BEGIN Study material
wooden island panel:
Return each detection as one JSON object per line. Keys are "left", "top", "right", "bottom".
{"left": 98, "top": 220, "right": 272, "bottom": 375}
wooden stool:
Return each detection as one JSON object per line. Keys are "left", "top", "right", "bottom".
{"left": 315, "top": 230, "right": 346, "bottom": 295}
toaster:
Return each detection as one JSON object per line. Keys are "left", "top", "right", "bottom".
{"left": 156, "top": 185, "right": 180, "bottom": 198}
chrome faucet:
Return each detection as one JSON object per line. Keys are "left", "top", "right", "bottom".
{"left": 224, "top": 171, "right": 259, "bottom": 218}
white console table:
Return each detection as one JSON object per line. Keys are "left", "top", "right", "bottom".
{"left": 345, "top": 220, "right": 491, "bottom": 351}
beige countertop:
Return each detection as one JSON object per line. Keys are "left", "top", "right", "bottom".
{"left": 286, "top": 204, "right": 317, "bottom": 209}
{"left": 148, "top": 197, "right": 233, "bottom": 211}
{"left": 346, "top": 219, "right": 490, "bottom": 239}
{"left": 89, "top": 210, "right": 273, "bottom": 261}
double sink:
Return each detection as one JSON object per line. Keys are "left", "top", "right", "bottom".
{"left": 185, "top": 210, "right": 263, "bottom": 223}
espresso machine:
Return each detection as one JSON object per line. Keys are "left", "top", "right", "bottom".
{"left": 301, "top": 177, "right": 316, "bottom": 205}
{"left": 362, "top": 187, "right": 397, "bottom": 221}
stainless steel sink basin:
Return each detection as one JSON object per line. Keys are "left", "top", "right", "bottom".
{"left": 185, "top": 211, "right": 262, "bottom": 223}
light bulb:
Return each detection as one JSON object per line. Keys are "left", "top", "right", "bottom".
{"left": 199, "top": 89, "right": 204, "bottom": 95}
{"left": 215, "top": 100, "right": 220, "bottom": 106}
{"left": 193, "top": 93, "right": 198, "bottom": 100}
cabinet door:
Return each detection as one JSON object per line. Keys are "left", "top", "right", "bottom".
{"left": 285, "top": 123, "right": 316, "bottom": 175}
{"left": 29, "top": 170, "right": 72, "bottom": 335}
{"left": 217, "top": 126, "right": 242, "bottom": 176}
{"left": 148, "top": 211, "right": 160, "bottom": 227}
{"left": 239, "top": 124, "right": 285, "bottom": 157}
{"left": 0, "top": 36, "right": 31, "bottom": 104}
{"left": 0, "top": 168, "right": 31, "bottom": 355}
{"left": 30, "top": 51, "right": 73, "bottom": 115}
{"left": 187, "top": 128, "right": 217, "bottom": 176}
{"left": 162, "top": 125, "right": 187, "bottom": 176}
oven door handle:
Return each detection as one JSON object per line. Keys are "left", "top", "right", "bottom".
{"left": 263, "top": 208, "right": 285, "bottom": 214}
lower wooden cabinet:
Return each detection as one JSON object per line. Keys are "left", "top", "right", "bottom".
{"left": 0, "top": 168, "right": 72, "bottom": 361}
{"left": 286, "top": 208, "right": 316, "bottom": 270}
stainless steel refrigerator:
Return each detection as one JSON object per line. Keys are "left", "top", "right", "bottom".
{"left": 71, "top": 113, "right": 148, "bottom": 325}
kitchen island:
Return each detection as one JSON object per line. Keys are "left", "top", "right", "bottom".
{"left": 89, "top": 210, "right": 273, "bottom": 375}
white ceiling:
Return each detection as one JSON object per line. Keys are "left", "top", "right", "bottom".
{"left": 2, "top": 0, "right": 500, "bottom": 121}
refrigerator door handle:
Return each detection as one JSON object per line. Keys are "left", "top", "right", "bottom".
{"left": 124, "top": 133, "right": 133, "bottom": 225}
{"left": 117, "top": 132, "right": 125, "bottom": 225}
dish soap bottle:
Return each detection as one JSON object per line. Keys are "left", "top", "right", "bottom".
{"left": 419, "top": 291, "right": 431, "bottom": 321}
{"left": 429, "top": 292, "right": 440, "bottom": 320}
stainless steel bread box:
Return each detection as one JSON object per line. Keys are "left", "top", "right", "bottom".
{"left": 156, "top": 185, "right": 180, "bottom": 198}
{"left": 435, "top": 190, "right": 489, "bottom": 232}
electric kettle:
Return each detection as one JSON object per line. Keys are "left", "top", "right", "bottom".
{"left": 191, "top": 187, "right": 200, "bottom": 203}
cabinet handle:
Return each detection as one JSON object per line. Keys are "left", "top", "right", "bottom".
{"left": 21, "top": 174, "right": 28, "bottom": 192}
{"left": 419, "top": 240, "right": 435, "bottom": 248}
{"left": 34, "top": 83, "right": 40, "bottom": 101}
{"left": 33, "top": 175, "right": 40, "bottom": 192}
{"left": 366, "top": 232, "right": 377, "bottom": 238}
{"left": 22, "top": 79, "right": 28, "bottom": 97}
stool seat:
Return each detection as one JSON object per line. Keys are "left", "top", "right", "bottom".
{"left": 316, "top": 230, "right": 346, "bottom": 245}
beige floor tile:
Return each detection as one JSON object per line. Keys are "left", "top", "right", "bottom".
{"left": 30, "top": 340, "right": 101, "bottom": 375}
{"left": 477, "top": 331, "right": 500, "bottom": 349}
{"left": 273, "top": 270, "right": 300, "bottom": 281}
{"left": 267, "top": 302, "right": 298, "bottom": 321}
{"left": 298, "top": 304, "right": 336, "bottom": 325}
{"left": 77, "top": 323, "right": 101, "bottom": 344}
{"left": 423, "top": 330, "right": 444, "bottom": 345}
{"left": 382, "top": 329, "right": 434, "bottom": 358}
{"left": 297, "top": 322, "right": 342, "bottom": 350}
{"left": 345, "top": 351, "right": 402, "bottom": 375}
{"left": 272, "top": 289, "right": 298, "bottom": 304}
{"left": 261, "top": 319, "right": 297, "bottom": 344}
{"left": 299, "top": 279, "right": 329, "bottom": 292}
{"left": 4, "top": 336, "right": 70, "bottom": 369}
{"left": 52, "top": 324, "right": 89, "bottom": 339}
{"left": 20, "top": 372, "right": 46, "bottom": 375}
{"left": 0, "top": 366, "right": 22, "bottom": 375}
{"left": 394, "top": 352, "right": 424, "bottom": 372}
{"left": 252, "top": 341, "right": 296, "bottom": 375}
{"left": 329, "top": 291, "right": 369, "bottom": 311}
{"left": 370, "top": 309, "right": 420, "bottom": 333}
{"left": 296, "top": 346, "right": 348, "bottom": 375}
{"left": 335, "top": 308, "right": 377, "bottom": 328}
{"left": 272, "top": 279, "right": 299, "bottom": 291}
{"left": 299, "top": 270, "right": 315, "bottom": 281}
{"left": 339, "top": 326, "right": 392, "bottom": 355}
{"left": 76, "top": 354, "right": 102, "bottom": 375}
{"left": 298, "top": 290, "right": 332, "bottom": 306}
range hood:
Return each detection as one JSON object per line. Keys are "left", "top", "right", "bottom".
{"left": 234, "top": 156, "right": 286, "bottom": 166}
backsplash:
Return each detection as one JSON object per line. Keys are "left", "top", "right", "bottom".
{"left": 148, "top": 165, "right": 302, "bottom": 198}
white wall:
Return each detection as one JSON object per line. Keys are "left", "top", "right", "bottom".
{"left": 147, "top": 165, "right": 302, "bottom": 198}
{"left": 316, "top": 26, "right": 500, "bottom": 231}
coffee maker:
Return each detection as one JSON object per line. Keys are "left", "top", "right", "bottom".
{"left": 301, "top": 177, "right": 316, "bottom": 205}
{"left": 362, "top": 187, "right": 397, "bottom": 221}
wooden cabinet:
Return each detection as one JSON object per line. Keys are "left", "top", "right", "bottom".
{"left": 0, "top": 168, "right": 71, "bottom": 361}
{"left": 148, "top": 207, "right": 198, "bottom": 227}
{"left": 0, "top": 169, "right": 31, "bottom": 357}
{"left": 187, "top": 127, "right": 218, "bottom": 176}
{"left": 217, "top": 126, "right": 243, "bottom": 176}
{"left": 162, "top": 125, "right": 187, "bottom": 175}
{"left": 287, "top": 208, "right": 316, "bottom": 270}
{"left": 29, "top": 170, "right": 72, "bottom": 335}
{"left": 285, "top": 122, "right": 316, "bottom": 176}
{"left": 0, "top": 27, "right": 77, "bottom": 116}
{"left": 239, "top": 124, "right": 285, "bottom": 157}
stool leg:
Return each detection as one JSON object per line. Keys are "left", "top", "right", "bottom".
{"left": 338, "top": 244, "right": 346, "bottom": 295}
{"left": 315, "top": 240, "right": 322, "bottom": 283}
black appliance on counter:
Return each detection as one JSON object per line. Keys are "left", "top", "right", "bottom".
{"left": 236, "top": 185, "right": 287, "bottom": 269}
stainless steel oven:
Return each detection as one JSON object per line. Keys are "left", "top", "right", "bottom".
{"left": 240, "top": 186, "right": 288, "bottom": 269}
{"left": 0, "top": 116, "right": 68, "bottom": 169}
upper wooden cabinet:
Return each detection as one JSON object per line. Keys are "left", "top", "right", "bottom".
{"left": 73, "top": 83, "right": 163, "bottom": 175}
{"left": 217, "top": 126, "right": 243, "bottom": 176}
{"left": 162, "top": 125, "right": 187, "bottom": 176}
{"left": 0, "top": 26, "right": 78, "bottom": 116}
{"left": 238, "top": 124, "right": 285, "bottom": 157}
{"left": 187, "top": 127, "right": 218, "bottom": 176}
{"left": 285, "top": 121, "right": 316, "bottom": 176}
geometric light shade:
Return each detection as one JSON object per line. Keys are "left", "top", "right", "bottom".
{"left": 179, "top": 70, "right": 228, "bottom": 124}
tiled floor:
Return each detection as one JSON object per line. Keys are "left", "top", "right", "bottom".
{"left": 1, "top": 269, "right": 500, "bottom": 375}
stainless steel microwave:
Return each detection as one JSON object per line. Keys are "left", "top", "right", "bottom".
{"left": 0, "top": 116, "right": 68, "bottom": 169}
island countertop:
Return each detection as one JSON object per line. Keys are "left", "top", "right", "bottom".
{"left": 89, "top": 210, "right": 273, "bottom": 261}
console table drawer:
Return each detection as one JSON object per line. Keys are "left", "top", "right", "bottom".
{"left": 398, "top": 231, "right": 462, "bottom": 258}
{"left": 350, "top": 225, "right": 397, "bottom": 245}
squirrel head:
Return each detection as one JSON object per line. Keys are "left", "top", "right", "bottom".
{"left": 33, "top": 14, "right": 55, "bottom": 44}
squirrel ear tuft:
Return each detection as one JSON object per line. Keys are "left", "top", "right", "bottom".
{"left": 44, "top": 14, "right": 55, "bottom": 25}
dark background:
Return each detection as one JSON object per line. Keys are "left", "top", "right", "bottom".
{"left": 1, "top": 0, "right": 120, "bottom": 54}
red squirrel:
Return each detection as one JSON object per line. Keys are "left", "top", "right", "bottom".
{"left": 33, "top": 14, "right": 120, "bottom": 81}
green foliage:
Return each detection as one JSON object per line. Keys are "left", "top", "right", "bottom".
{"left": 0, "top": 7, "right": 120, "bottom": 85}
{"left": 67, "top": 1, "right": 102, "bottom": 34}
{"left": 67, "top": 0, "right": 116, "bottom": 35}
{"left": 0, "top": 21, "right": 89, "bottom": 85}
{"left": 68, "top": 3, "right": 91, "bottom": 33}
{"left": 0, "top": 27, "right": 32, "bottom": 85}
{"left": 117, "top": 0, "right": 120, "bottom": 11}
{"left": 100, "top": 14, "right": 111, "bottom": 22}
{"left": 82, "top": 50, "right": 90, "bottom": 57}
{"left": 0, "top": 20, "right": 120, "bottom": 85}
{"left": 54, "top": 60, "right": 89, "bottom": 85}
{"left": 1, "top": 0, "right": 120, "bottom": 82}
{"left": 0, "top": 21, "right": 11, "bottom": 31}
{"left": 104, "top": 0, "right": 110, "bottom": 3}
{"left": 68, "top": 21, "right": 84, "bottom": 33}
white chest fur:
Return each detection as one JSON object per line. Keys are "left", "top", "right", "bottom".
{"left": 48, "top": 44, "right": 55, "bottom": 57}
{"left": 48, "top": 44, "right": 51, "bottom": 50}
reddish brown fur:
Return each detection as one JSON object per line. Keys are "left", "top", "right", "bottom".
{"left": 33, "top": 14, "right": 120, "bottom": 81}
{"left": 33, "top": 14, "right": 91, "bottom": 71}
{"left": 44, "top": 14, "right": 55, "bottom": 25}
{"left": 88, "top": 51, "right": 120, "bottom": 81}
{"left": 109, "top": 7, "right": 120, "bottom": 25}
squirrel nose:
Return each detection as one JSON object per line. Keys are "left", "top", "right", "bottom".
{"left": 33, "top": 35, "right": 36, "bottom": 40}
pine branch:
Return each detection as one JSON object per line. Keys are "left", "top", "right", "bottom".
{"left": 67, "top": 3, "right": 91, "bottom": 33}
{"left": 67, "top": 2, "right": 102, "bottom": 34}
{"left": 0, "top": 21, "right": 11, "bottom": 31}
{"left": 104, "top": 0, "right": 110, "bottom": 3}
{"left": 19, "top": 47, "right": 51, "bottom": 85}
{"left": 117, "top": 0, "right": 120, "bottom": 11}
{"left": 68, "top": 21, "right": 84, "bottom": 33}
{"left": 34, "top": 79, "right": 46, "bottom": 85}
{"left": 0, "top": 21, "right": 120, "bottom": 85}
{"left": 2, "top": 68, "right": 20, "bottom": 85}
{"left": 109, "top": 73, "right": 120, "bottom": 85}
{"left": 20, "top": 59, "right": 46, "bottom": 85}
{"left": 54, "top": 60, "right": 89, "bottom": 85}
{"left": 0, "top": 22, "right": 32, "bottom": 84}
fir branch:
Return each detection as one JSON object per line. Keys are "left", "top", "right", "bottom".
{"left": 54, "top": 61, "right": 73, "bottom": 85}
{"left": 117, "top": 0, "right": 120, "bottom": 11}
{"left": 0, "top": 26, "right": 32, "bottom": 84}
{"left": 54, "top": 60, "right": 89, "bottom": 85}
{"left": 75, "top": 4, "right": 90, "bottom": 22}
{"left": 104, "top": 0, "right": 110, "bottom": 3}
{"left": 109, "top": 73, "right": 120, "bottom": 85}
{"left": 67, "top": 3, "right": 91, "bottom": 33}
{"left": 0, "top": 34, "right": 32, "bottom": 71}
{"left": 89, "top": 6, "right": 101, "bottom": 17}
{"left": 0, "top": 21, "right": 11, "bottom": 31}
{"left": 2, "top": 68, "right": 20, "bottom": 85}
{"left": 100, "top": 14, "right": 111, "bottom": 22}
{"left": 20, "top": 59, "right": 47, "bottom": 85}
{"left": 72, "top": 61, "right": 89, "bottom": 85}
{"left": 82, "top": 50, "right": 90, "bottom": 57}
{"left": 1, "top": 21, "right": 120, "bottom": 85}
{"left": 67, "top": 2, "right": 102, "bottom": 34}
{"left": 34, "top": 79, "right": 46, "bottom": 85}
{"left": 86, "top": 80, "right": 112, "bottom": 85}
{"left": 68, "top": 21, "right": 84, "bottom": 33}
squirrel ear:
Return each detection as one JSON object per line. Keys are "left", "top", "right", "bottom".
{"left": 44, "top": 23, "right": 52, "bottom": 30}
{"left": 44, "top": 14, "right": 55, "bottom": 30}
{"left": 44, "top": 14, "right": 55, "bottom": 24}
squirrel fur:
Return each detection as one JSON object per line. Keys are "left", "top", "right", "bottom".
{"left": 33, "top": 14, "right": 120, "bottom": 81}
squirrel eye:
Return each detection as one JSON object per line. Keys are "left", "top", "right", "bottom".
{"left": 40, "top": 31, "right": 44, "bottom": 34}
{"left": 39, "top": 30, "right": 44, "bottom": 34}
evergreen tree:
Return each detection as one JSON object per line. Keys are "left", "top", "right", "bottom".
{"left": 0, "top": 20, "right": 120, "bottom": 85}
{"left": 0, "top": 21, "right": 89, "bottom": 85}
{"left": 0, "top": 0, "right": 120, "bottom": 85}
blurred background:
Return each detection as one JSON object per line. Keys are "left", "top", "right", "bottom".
END Study material
What you should do
Return only the number of lines in the entries above that contain the word "refrigerator".

Output below
2